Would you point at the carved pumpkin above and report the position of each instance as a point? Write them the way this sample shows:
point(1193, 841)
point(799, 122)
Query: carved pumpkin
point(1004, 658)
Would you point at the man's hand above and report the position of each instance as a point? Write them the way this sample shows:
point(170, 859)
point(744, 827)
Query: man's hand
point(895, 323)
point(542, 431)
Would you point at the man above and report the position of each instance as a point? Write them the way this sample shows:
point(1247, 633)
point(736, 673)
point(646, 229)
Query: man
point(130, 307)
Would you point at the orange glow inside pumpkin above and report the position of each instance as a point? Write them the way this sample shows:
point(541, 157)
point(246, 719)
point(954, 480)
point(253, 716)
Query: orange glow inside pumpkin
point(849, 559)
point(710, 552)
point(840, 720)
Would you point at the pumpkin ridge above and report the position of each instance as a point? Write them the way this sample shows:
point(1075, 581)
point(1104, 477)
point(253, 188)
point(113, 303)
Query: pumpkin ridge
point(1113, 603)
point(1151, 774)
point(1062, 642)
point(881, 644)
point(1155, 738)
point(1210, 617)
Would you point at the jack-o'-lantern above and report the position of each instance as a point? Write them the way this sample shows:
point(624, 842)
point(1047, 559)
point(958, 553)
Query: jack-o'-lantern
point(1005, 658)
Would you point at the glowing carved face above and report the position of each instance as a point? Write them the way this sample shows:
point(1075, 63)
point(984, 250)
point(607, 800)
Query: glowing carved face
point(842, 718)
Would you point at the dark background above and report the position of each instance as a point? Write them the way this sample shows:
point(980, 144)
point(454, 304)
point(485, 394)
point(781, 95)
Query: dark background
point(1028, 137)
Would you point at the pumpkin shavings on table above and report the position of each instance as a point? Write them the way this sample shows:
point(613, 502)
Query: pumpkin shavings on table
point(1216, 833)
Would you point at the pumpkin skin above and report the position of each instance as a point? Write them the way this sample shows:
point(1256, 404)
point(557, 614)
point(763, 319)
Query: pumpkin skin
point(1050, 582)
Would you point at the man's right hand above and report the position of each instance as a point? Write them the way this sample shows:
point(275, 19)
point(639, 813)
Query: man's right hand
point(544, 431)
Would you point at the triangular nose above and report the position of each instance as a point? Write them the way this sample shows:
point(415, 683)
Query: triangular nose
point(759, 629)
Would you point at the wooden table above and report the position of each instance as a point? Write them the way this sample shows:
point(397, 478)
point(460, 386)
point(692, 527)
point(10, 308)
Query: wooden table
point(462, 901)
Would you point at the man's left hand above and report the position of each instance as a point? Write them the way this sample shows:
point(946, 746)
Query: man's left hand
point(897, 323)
────────────────────────────────────────
Copy the stretch from the line containing "Would you point at the man's left" through the end of the records, requests included. Scale each answer coordinate by 1.15 and round it to a whole number, with halves rounded up, but leave the numbers in the requests and their sample points unchanged.

THE SOLUTION:
Would you point at the man's left hand above and report the position of each instance as a point? Write them the way this sample shows:
point(946, 746)
Query: man's left hand
point(1032, 371)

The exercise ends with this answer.